TEXT PASSAGE -
===============
Creating awareness of opportunities, offering mentoring and support, and having the infrastructure in place to allow women to return to work after starting a family can go a long way towards narrowing the gender gap in the engineering profession.
“On my first trip offshore, I was the only woman on a CAT3 barge of over 200 men – and the prettiest one on board,” Hani Zahira Zaharudin recalls. Though the 26-year old project engineer’s anecdote is laced with humour, it reflects the more serious reality of the gender gap prevalent in the engineering profession.
Women engineers working in Malaysia’s oil and gas industry and abroad are emphatic about their field being male-dominated and point to the many challenges that exist.
“I’d be lying if I were to say my gender has never been an obstacle or a challenge. I can never really run away from the conscious or unconscious bias towards women engineers,” says Zahira, a project engineer with Sarawak Shell Bhd.
Nur Baizurin Zulkanain, who is based in Qatar, can attest to this. “Because of the way I look – also being Muslim and a young woman – there is the impression that women are too soft or sweet for the job, or that the job is too dangerous for us,” says the 36-year-old service delivery manager, Completion & Well Integrity at Weatherford.
Although women engineers acknowledge that it is a man’s world as far as the oil and gas industry is concerned, they credit their respective organisations with creating a nurturing and inclusive environment, which has helped them thrive in their jobs.
Zahira, a petroleum engineering graduate from Universiti Teknologi Petronas (UTP), says there are ample opportunities for women at Shell.
“Shell works very hard to ensure diversity and inclusivity at the workplace. My line manager, who is a woman and the head of the department, has successfully climbed the ladder in the oil and gas industry – proving gender need not be a handicap,” she says.
Over at the national oil corporation, Amelia Yeow, a transformation coach at Petronas’ Downstream Business credits the organisation for ensuring that all employees are treated fairly and on the basis of merit. There are also sharing sessions to empower and inspire women at Petronas.
That said, women engineers say that they need to take a proactive stance and learn as much as possible on the job. “I learnt a lot from my colleagues, both men and women, and I believe that the most important aspect of growing is to never stop learning,” Yeow says.
Nur Baizurin feels that women need to correct the impression that they have no place in the male-dominated industry by getting the job done at the highest level of performance. “Deliver great results and prove that you deserve the job or promotion,” says the UTP alumnus.
===============
ACTIVITY 1 - Update the passage on women in engineering between "Women engineers working" and "Sarawak Shell Bhd.", inclusive, replacing "project engineer" with "site engineer".
===============
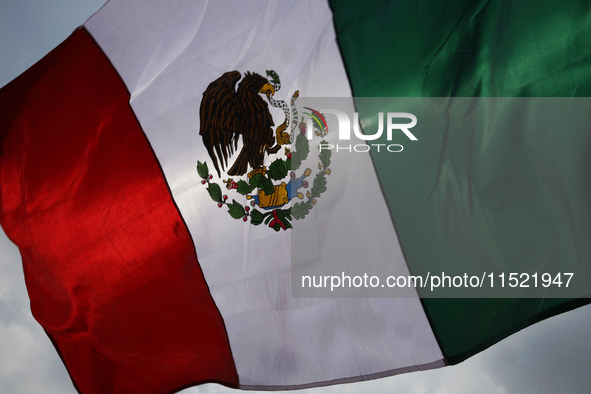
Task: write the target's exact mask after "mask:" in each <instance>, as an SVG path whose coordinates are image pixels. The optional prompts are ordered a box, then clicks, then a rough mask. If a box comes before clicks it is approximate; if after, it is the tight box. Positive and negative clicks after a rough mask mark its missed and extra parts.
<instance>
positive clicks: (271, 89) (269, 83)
mask: <svg viewBox="0 0 591 394" xmlns="http://www.w3.org/2000/svg"><path fill="white" fill-rule="evenodd" d="M259 93H263V94H266V95H269V93H270V95H271V96H273V95H275V89H273V85H271V84H270V83H269V82H267V83H266V84H265V85H264V86H263V87H262V88H261V90H259Z"/></svg>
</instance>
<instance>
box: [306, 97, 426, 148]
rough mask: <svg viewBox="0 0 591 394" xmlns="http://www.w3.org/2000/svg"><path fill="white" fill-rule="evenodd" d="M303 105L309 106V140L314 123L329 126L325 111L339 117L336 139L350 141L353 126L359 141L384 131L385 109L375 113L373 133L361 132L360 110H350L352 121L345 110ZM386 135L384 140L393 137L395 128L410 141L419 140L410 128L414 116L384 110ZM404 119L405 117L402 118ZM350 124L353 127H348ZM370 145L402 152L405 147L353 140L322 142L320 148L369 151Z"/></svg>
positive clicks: (323, 126)
mask: <svg viewBox="0 0 591 394" xmlns="http://www.w3.org/2000/svg"><path fill="white" fill-rule="evenodd" d="M305 108H306V109H308V110H310V113H308V112H305V114H306V115H308V119H307V120H306V125H307V127H306V129H307V132H306V138H307V139H308V140H312V138H313V130H314V126H316V127H317V128H321V129H322V128H328V126H327V122H326V118H325V116H326V114H332V115H334V116H336V118H337V121H338V139H339V141H350V140H351V130H353V134H354V135H355V137H356V138H358V139H360V140H362V141H375V140H377V139H379V138H382V134H383V133H384V113H383V112H379V113H378V130H377V131H376V132H375V134H364V133H362V132H361V130H360V127H359V114H358V113H357V112H355V113H354V114H353V122H352V124H351V119H350V118H349V115H347V113H345V112H344V111H341V110H338V109H321V110H320V111H319V112H318V111H315V110H313V109H311V108H308V107H305ZM385 118H386V127H385V129H386V139H387V141H392V137H393V135H394V134H395V133H396V132H402V133H403V134H404V135H405V136H406V137H407V138H408V139H409V140H411V141H418V138H417V137H416V136H415V135H414V134H413V133H412V132H411V131H410V129H411V128H413V127H414V126H416V124H417V117H416V116H415V115H413V114H411V113H408V112H387V113H386V116H385ZM404 120H406V121H404ZM351 126H352V127H351ZM372 148H375V149H376V150H377V151H378V152H380V151H381V150H380V149H382V150H383V151H387V152H402V150H403V149H404V147H403V146H402V145H401V144H367V143H366V144H356V145H352V144H349V145H346V144H328V143H326V144H321V145H320V147H319V149H320V150H321V151H322V150H333V149H334V150H336V151H337V152H339V151H349V152H368V151H370V150H371V149H372Z"/></svg>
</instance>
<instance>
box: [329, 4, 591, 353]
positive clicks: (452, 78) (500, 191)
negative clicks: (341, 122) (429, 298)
mask: <svg viewBox="0 0 591 394" xmlns="http://www.w3.org/2000/svg"><path fill="white" fill-rule="evenodd" d="M331 7H332V9H333V12H334V20H335V27H336V30H337V37H338V42H339V45H340V48H341V51H342V56H343V59H344V61H345V66H346V68H347V72H348V74H349V78H350V81H351V84H352V87H353V92H354V95H355V96H356V97H454V96H459V97H471V96H475V97H478V96H484V97H487V96H488V97H516V96H520V97H569V96H591V34H590V31H591V29H590V28H589V26H591V19H590V16H589V15H590V12H589V8H590V6H589V5H588V3H587V2H583V1H580V2H565V1H563V2H556V1H546V2H545V1H540V0H537V1H520V2H509V1H494V0H491V1H457V0H456V1H445V2H441V1H435V0H433V1H431V2H417V1H414V0H412V1H410V0H408V1H407V0H398V1H395V2H385V1H375V0H374V1H364V2H358V1H355V0H346V1H337V0H333V1H331ZM357 105H358V107H357V110H358V111H359V113H360V120H361V123H362V124H368V123H371V122H370V121H369V120H368V119H370V117H375V116H376V107H375V106H371V105H368V104H365V103H360V102H358V103H357ZM382 110H383V109H382ZM419 119H421V118H419ZM559 132H562V133H564V134H563V135H560V134H559ZM559 132H557V133H556V134H555V135H544V136H542V137H543V138H541V139H536V138H535V136H533V135H523V134H514V133H511V132H509V130H508V131H507V132H506V133H496V134H495V135H492V136H491V135H484V134H469V135H446V134H445V133H443V132H440V131H439V132H438V131H437V130H436V129H434V130H433V132H432V133H431V134H430V135H428V134H425V133H423V134H421V135H420V136H418V137H419V142H418V143H419V144H420V145H414V146H413V145H412V144H410V143H409V144H407V145H408V146H409V149H406V145H405V151H404V152H403V153H401V154H398V155H392V154H390V155H388V154H381V155H374V163H375V167H376V172H377V174H378V177H379V178H380V182H381V184H382V188H383V191H384V195H385V197H386V199H387V202H388V204H389V207H390V210H391V214H392V217H393V218H394V222H395V226H396V228H397V231H398V233H399V237H400V241H401V244H402V247H403V251H404V254H405V257H406V259H407V262H408V264H409V268H410V269H411V271H412V272H415V273H419V272H426V271H428V270H441V268H442V267H446V266H451V265H453V266H456V267H457V266H459V267H466V268H468V267H472V268H474V267H476V268H479V267H480V268H481V269H484V267H490V265H491V264H492V265H495V266H497V267H499V266H500V267H503V266H504V267H506V269H507V272H509V271H511V272H513V271H517V272H522V271H523V270H525V269H530V270H534V269H543V268H545V267H546V268H547V267H552V266H554V267H562V268H563V270H564V271H566V269H577V267H580V266H588V265H589V261H591V260H590V259H591V249H590V248H589V247H588V246H586V243H587V240H586V239H587V238H588V236H589V234H591V219H590V218H591V211H590V207H589V203H588V202H589V201H591V190H590V186H589V180H590V179H591V172H590V171H589V170H588V169H589V168H591V166H590V165H589V159H588V150H589V143H588V137H587V135H586V134H581V133H579V134H576V135H574V134H573V133H570V131H569V130H560V131H559ZM562 136H568V139H566V140H565V139H563V138H561V137H562ZM555 143H560V144H561V145H560V146H561V149H555V146H554V144H555ZM415 146H419V147H420V149H419V148H416V149H415V148H414V147H415ZM532 261H538V263H537V265H535V266H532V265H531V262H532ZM587 302H588V301H587V300H586V299H582V300H564V299H424V300H423V305H424V306H425V310H426V312H427V315H428V317H429V320H430V322H431V324H432V327H433V329H434V331H435V334H436V336H437V338H438V341H439V343H440V345H441V348H442V350H443V352H444V355H445V357H446V358H447V359H448V361H449V362H450V363H452V364H453V363H457V362H460V361H462V360H464V359H465V358H467V357H470V356H471V355H473V354H474V353H476V352H478V351H480V350H482V349H484V348H486V347H488V346H490V345H492V344H494V343H495V342H497V341H499V340H501V339H502V338H504V337H506V336H507V335H510V334H511V333H513V332H515V331H518V330H520V329H522V328H524V327H526V326H527V325H529V324H532V323H534V322H536V321H539V320H541V319H544V318H547V317H549V316H552V315H554V314H557V313H560V312H564V311H567V310H570V309H572V308H573V307H576V306H579V305H581V304H585V303H587Z"/></svg>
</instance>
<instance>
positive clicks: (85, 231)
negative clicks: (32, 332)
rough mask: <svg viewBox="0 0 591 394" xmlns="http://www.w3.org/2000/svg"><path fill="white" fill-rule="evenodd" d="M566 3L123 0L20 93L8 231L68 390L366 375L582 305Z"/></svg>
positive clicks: (590, 256) (60, 53)
mask: <svg viewBox="0 0 591 394" xmlns="http://www.w3.org/2000/svg"><path fill="white" fill-rule="evenodd" d="M548 3H549V4H544V3H540V2H539V1H538V2H533V1H530V2H522V3H519V4H518V5H517V4H509V3H507V2H502V1H488V2H486V1H479V2H473V1H472V2H469V1H455V2H451V3H450V2H446V4H439V3H435V4H422V3H417V2H411V1H408V2H405V1H397V2H393V3H390V2H381V1H375V2H371V1H370V2H363V3H362V4H359V3H357V2H354V1H333V2H331V3H330V4H327V3H324V2H317V1H308V2H305V1H293V2H259V1H256V2H240V1H228V2H225V1H220V2H215V3H211V2H208V3H206V2H188V1H181V0H177V1H168V2H160V1H155V0H141V1H140V0H111V1H109V2H108V3H107V4H106V5H105V6H104V7H103V8H102V9H101V10H100V11H99V12H97V13H96V14H95V15H94V16H93V17H91V18H90V19H89V20H88V21H87V22H86V23H85V24H84V25H83V26H82V27H81V28H80V29H78V30H77V31H75V32H74V33H73V34H72V35H71V36H70V38H68V39H67V40H66V41H65V42H64V43H62V44H61V45H60V46H58V47H57V48H56V49H55V50H53V51H52V52H51V53H50V54H48V55H47V56H46V57H45V58H44V59H42V60H41V61H40V62H38V63H37V64H35V65H34V66H33V67H32V68H30V69H29V70H28V71H27V72H26V73H24V74H23V75H21V76H20V77H19V78H17V79H16V80H14V81H13V82H12V83H10V84H9V85H7V86H5V87H4V88H3V89H2V90H1V91H0V100H1V103H2V108H3V111H2V113H1V114H0V140H1V141H2V150H1V156H0V157H1V161H0V177H1V178H0V179H1V184H0V191H1V194H0V207H1V209H0V223H1V224H2V227H3V229H4V231H5V232H6V234H7V235H8V236H9V238H10V239H11V240H12V241H13V242H14V243H15V244H16V245H17V246H18V247H19V249H20V251H21V255H22V258H23V268H24V273H25V278H26V282H27V288H28V292H29V296H30V299H31V309H32V311H33V315H34V316H35V318H36V319H37V321H38V322H39V323H40V324H41V325H42V326H43V328H44V330H45V331H46V332H47V334H48V336H49V337H50V339H51V341H52V342H53V344H54V345H55V347H56V350H57V351H58V353H59V354H60V356H61V358H62V360H63V362H64V364H65V366H66V368H67V369H68V372H69V373H70V376H71V377H72V381H73V383H74V385H75V386H76V388H77V389H78V390H79V391H80V392H82V393H106V392H123V393H167V392H173V391H175V390H179V389H181V388H183V387H187V386H190V385H195V384H200V383H203V382H218V383H222V384H225V385H227V386H230V387H236V388H242V389H262V390H278V389H294V388H304V387H312V386H322V385H328V384H338V383H344V382H353V381H360V380H367V379H374V378H379V377H384V376H390V375H394V374H399V373H404V372H410V371H417V370H424V369H430V368H437V367H441V366H445V365H448V364H455V363H458V362H461V361H463V360H465V359H466V358H468V357H470V356H472V355H473V354H475V353H477V352H479V351H481V350H483V349H485V348H487V347H489V346H491V345H492V344H494V343H496V342H498V341H499V340H501V339H503V338H504V337H506V336H508V335H510V334H512V333H514V332H516V331H518V330H520V329H522V328H524V327H526V326H528V325H530V324H532V323H535V322H537V321H539V320H541V319H544V318H547V317H549V316H552V315H555V314H557V313H561V312H564V311H567V310H570V309H573V308H575V307H577V306H580V305H583V304H586V303H587V299H586V298H585V296H587V295H588V294H589V293H591V289H589V287H588V286H587V285H585V283H589V282H588V281H586V280H585V278H586V276H585V274H589V261H590V257H591V249H590V247H589V245H588V243H587V237H586V235H587V234H589V233H590V232H591V209H590V208H591V207H590V206H589V203H588V201H590V197H591V196H589V194H590V191H589V188H588V187H587V186H586V184H587V183H588V182H587V181H588V179H589V175H590V174H589V170H588V168H589V165H588V154H587V151H588V132H587V130H588V123H586V122H587V113H588V109H586V108H588V107H586V105H587V102H586V101H584V99H581V100H582V101H581V100H577V98H584V97H585V96H589V95H590V94H589V93H590V92H591V65H590V63H589V61H588V60H589V57H590V52H591V49H589V45H587V44H588V43H589V41H590V39H591V37H590V35H591V32H590V31H589V28H588V23H586V21H587V19H588V18H589V17H588V15H589V11H588V6H587V5H586V4H584V3H583V2H581V3H580V4H579V3H577V2H572V3H569V4H564V3H561V4H559V5H555V4H552V3H551V2H548ZM352 97H355V99H353V98H352ZM532 97H536V98H540V97H548V98H552V99H551V101H545V100H541V101H540V100H539V99H537V100H533V99H531V98H532ZM561 97H568V99H564V98H561ZM315 98H322V99H321V100H320V101H315ZM376 98H380V99H376ZM323 100H324V101H323ZM331 100H332V101H331ZM565 100H567V101H565ZM331 105H334V106H333V107H331ZM337 107H338V108H339V109H338V110H339V111H341V112H343V113H344V112H345V108H346V109H347V110H350V111H352V112H351V116H350V117H349V118H350V120H351V122H350V126H351V129H352V130H353V131H352V132H350V138H349V140H343V138H342V137H343V134H342V133H341V132H342V131H345V130H344V129H343V128H342V127H341V126H342V125H341V123H339V122H340V119H342V118H338V116H339V113H338V112H337V111H335V108H337ZM569 110H570V111H571V112H568V111H569ZM573 111H574V112H573ZM353 113H355V114H356V115H355V116H356V117H357V118H356V117H354V116H353ZM392 114H394V115H392ZM335 115H336V116H335ZM544 115H548V116H546V117H544ZM553 116H557V117H558V119H559V123H558V124H559V125H561V126H564V127H563V129H557V127H556V124H555V123H552V122H551V120H552V119H550V118H552V117H553ZM577 116H578V117H577ZM337 118H338V119H339V122H337ZM380 119H381V120H380ZM401 119H403V120H402V121H401ZM404 119H406V120H404ZM413 119H414V123H413ZM507 119H509V120H510V121H507ZM565 119H567V120H568V121H566V120H565ZM573 119H574V120H573ZM409 120H410V123H409ZM357 121H358V122H357ZM380 121H381V122H382V129H383V131H384V132H383V133H382V135H381V136H377V137H376V138H375V139H370V138H368V136H371V138H373V136H374V135H377V134H376V131H375V129H376V128H379V127H380V126H379V125H378V123H379V122H380ZM356 123H359V124H360V127H359V128H360V129H362V130H363V132H365V134H362V133H360V132H358V131H359V130H357V131H356V129H355V124H356ZM516 124H517V125H518V126H519V127H515V125H516ZM411 125H412V126H411ZM544 125H546V126H547V125H551V126H548V127H544ZM411 136H412V137H414V139H413V138H411ZM380 138H381V139H380ZM372 144H374V145H372ZM380 144H381V145H380ZM380 146H381V147H382V150H381V151H378V149H377V148H379V147H380ZM454 270H455V271H454ZM456 271H457V272H456ZM445 272H448V275H449V278H450V279H449V282H448V283H449V286H448V287H449V288H453V289H452V290H454V291H455V290H457V291H458V292H457V293H455V292H452V293H444V296H445V298H442V296H436V295H435V293H437V291H439V290H440V288H441V287H442V285H445V279H444V278H445ZM452 272H453V273H452ZM464 274H465V275H466V276H464ZM511 274H516V275H517V277H514V276H511ZM522 274H527V280H526V278H525V277H524V276H522ZM546 275H550V277H548V276H546ZM569 275H570V276H569ZM410 277H413V278H414V281H415V283H416V281H417V277H421V278H422V279H421V281H422V282H421V283H423V282H424V284H425V285H426V286H421V285H418V286H406V284H407V282H410V279H409V278H410ZM434 277H437V278H438V279H443V280H442V281H441V282H439V285H437V286H436V285H435V284H436V283H437V282H436V281H434V279H433V278H434ZM456 277H459V278H460V285H459V286H455V285H456V282H454V280H455V278H456ZM473 277H475V278H476V279H478V280H479V282H478V283H476V284H477V286H474V283H475V282H473V281H472V278H473ZM374 278H376V279H377V282H376V279H374ZM388 278H394V281H388ZM396 278H397V279H398V280H396ZM400 278H404V280H405V282H404V285H403V284H402V282H401V280H400ZM428 278H430V279H428ZM513 278H515V279H516V280H517V283H518V286H515V287H518V288H521V289H523V288H522V286H521V285H528V286H529V287H530V288H534V287H535V288H536V290H541V293H531V294H533V296H532V295H531V294H530V293H527V294H526V293H524V292H522V293H519V292H517V293H515V292H511V291H512V289H513V290H514V286H512V285H511V284H513V283H515V282H512V279H513ZM534 278H535V281H534ZM306 280H307V282H306ZM337 280H338V281H337ZM569 280H572V281H573V284H572V286H571V287H570V291H566V290H565V289H566V287H567V285H566V282H567V281H569ZM337 282H338V284H337ZM347 283H349V285H348V286H347V285H346V284H347ZM501 283H502V285H503V287H500V286H501ZM581 283H582V284H581ZM482 284H486V286H485V287H487V286H488V287H494V286H496V289H497V290H498V289H499V288H500V293H495V294H496V296H495V298H488V297H487V295H488V294H489V293H486V292H485V290H480V289H481V288H482V287H481V285H482ZM577 284H578V286H577ZM335 287H339V288H340V289H336V291H335ZM400 287H402V288H404V289H405V291H404V292H403V294H399V293H395V292H394V291H395V290H397V288H400ZM415 287H417V289H416V290H415ZM468 288H469V290H472V291H473V292H472V293H461V292H459V291H460V290H462V289H468ZM338 290H344V291H343V292H339V291H338ZM550 290H555V292H551V291H550ZM563 290H564V291H563ZM374 291H375V292H374ZM523 291H525V290H523Z"/></svg>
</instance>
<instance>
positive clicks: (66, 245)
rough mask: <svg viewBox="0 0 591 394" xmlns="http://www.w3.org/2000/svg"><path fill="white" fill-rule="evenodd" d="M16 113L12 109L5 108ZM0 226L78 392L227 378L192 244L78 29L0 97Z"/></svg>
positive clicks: (184, 385) (198, 265) (159, 173)
mask: <svg viewBox="0 0 591 394" xmlns="http://www.w3.org/2000/svg"><path fill="white" fill-rule="evenodd" d="M14 103H18V105H16V104H14ZM0 105H2V107H3V108H7V106H9V105H11V108H10V111H4V110H3V111H4V113H3V115H2V117H0V141H1V140H2V139H3V140H4V142H3V146H2V149H3V151H2V152H3V153H2V158H1V160H2V161H1V162H0V177H1V178H0V181H1V186H0V187H1V193H0V198H1V201H0V202H1V206H0V208H1V209H0V215H1V216H0V219H1V222H2V225H3V227H4V229H5V231H6V233H7V234H8V236H9V237H10V238H11V239H12V240H13V241H14V242H15V243H16V244H17V245H18V246H19V248H20V250H21V254H22V256H23V265H24V271H25V277H26V281H27V287H28V291H29V296H30V298H31V308H32V311H33V315H34V316H35V318H36V319H37V320H38V321H39V323H41V325H42V326H43V327H44V329H45V330H46V331H47V332H48V334H49V335H50V336H51V338H52V339H53V341H54V343H55V345H56V347H57V348H58V351H59V352H60V353H61V356H62V358H63V360H64V363H65V364H66V366H67V368H68V370H69V372H70V375H71V376H72V379H73V380H74V382H75V384H76V385H77V387H78V389H79V390H80V391H81V392H83V393H107V392H108V393H111V392H112V393H126V394H128V393H161V392H170V391H172V390H175V389H177V388H179V387H182V386H186V385H190V384H192V383H196V382H200V381H204V380H216V381H221V382H226V383H228V384H231V385H235V384H237V383H238V378H237V374H236V370H235V366H234V363H233V359H232V355H231V352H230V348H229V344H228V339H227V334H226V332H225V328H224V323H223V321H222V318H221V317H220V315H219V312H218V310H217V308H216V306H215V304H214V303H213V300H212V298H211V296H210V294H209V291H208V288H207V285H206V283H205V281H204V278H203V275H202V272H201V269H200V267H199V264H198V262H197V258H196V255H195V249H194V246H193V242H192V239H191V237H190V235H189V233H188V231H187V229H186V226H185V224H184V222H183V220H182V218H181V217H180V214H179V212H178V210H177V208H176V206H175V204H174V202H173V200H172V198H171V196H170V193H169V190H168V187H167V184H166V182H165V180H164V179H163V175H162V171H161V169H160V167H159V164H158V162H157V160H156V158H155V157H154V154H153V152H152V149H151V147H150V145H149V143H148V142H147V140H146V137H145V135H144V134H143V132H142V130H141V128H140V126H139V124H138V122H137V120H136V118H135V115H134V114H133V112H132V110H131V108H130V106H129V94H128V92H127V90H126V89H125V87H124V85H123V83H122V81H121V79H120V78H119V76H118V75H117V73H116V72H115V71H114V70H113V69H112V67H111V65H110V63H109V61H108V60H107V59H106V58H105V56H104V55H103V53H102V52H101V50H100V49H99V48H98V47H97V45H96V44H95V43H94V41H93V40H92V38H91V37H90V36H89V35H88V33H87V32H86V31H85V30H83V29H81V30H78V31H77V32H75V33H74V34H73V35H72V36H71V37H70V38H69V39H68V40H67V41H65V42H64V43H63V44H62V45H60V46H59V47H58V48H56V49H55V50H54V51H53V52H52V53H51V54H50V55H49V56H48V57H47V58H45V59H44V60H42V61H41V62H40V63H38V64H37V65H36V66H35V67H34V68H33V69H32V70H31V71H29V72H27V73H26V74H25V75H24V76H23V77H21V78H19V80H17V81H15V82H13V83H12V84H11V85H9V86H7V87H6V88H4V89H3V90H2V91H0Z"/></svg>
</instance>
===============
ACTIVITY 2 - Quote the rows from their start through the line holding "positive clicks: (323, 126)", inclusive, and leave out the pictures.

EXERCISE RESULT 1 -
Women engineers working in Malaysia’s oil and gas industry and abroad are emphatic about their field being male-dominated and point to the many challenges that exist.
“I’d be lying if I were to say my gender has never been an obstacle or a challenge. I can never really run away from the conscious or unconscious bias towards women engineers,” says Zahira, a site engineer with Sarawak Shell Bhd.

EXERCISE RESULT 2 -
Task: write the target's exact mask after "mask:" in each <instance>, as an SVG path whose coordinates are image pixels. The optional prompts are ordered a box, then clicks, then a rough mask. If a box comes before clicks it is approximate; if after, it is the tight box. Positive and negative clicks after a rough mask mark its missed and extra parts.
<instance>
positive clicks: (271, 89) (269, 83)
mask: <svg viewBox="0 0 591 394" xmlns="http://www.w3.org/2000/svg"><path fill="white" fill-rule="evenodd" d="M259 93H263V94H266V95H269V93H270V95H271V96H273V95H275V89H273V85H271V84H270V83H269V82H267V83H266V84H265V85H264V86H263V87H262V88H261V90H259Z"/></svg>
</instance>
<instance>
box: [306, 97, 426, 148]
rough mask: <svg viewBox="0 0 591 394" xmlns="http://www.w3.org/2000/svg"><path fill="white" fill-rule="evenodd" d="M303 105L309 106V140L314 123L329 126L325 111L339 117L336 139L350 141L353 126L359 141L384 131L385 109L375 113L373 133L361 132L360 110H350L352 121L345 110ZM386 135L384 140L393 137L395 128L410 141L419 140L410 128L414 116L384 110ZM404 119L405 117L402 118ZM350 124L353 127H348ZM370 145L402 152L405 147L353 140L322 142L320 148L369 151Z"/></svg>
positive clicks: (323, 126)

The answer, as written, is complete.